---------- DATA FOR PROCESSING ----------

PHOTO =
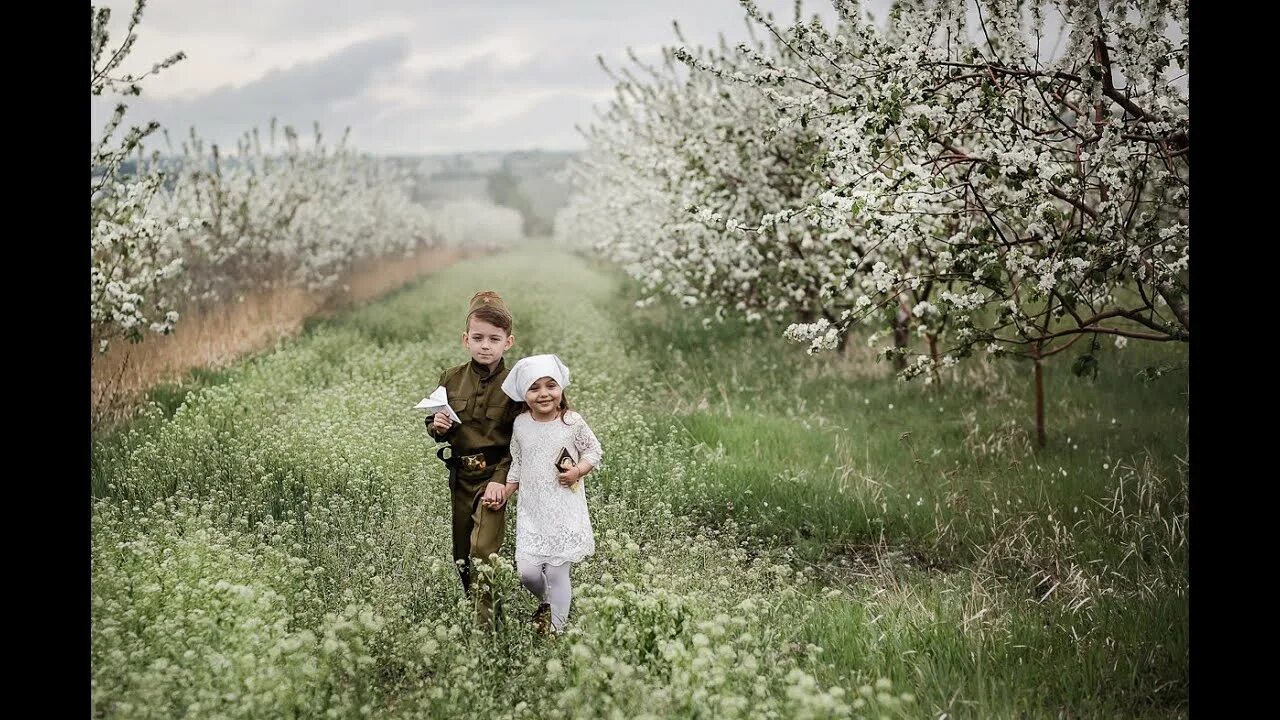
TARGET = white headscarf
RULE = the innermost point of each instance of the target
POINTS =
(528, 370)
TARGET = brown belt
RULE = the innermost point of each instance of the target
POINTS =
(470, 463)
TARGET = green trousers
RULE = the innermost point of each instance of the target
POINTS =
(478, 532)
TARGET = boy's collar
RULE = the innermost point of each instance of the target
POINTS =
(484, 372)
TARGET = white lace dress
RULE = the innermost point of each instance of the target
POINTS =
(552, 524)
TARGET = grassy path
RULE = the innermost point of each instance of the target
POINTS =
(275, 542)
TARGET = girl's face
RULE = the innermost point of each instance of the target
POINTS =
(487, 342)
(543, 397)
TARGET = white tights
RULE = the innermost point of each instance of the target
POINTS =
(549, 583)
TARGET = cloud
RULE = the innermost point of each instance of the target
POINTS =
(298, 95)
(407, 76)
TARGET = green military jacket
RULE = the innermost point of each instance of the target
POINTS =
(487, 417)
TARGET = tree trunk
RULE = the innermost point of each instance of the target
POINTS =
(933, 352)
(1040, 396)
(901, 336)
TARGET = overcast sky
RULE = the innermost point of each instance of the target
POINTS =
(407, 76)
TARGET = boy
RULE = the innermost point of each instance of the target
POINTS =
(480, 446)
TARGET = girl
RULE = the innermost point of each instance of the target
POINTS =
(552, 450)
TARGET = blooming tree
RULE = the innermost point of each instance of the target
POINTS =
(127, 272)
(972, 182)
(204, 224)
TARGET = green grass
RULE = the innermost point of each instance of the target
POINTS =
(772, 537)
(903, 492)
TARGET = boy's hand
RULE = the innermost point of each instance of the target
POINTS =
(568, 478)
(494, 496)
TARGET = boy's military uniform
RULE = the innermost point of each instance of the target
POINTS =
(479, 452)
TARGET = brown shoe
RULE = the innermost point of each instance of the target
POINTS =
(542, 619)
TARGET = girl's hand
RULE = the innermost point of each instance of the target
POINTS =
(568, 478)
(494, 496)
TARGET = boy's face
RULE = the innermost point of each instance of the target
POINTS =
(487, 342)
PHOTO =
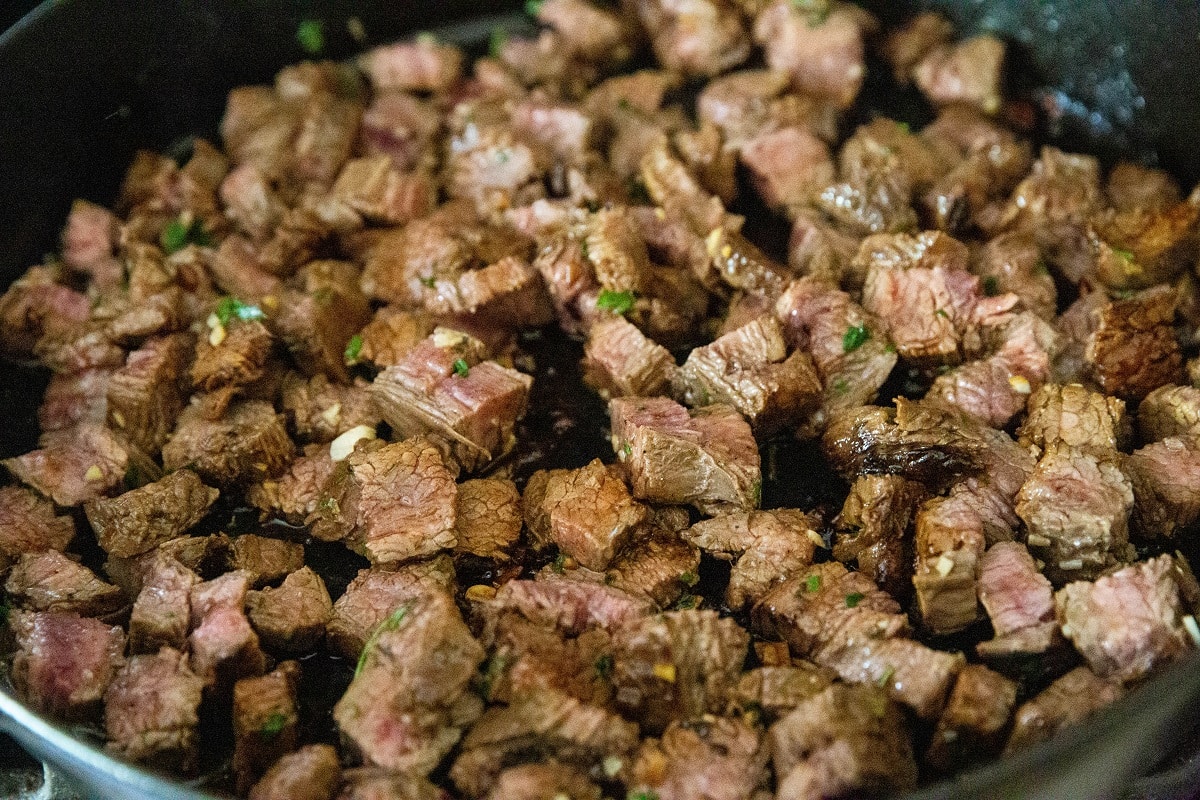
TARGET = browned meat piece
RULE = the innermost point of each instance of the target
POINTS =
(621, 361)
(264, 722)
(64, 662)
(677, 666)
(29, 524)
(706, 457)
(718, 759)
(975, 721)
(875, 530)
(1165, 476)
(539, 727)
(397, 711)
(1077, 417)
(420, 65)
(750, 370)
(489, 521)
(223, 645)
(73, 465)
(1075, 509)
(376, 593)
(391, 503)
(143, 518)
(845, 740)
(52, 582)
(293, 617)
(768, 547)
(1067, 702)
(162, 609)
(447, 390)
(821, 48)
(247, 444)
(151, 710)
(1128, 623)
(1133, 349)
(312, 773)
(849, 346)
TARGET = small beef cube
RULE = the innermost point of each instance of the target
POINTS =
(397, 710)
(293, 617)
(975, 721)
(376, 593)
(141, 519)
(707, 457)
(64, 662)
(489, 521)
(73, 465)
(52, 582)
(768, 546)
(223, 645)
(621, 361)
(162, 609)
(539, 727)
(677, 666)
(1075, 509)
(845, 740)
(749, 368)
(312, 773)
(264, 722)
(249, 443)
(393, 503)
(151, 710)
(726, 757)
(1127, 623)
(1065, 703)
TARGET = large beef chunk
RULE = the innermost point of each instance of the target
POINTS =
(707, 457)
(151, 710)
(393, 503)
(768, 547)
(845, 740)
(64, 662)
(1127, 623)
(399, 710)
(139, 521)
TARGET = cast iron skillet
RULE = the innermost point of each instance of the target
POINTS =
(84, 83)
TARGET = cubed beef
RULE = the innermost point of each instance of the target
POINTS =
(489, 519)
(223, 645)
(162, 609)
(64, 662)
(376, 593)
(397, 710)
(539, 727)
(264, 722)
(53, 582)
(293, 617)
(715, 759)
(391, 503)
(312, 773)
(151, 710)
(1067, 702)
(707, 457)
(768, 547)
(249, 443)
(845, 740)
(975, 721)
(143, 518)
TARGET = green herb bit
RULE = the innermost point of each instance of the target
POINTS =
(311, 35)
(618, 302)
(855, 337)
(231, 308)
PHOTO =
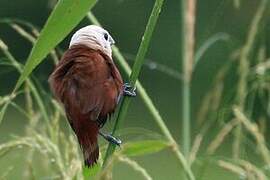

----------

■ PROBLEM STATEMENT: How many lines in the material above contain the string "beef"? Case counts. Reply with only the number.

■ FINAL RESULT: 3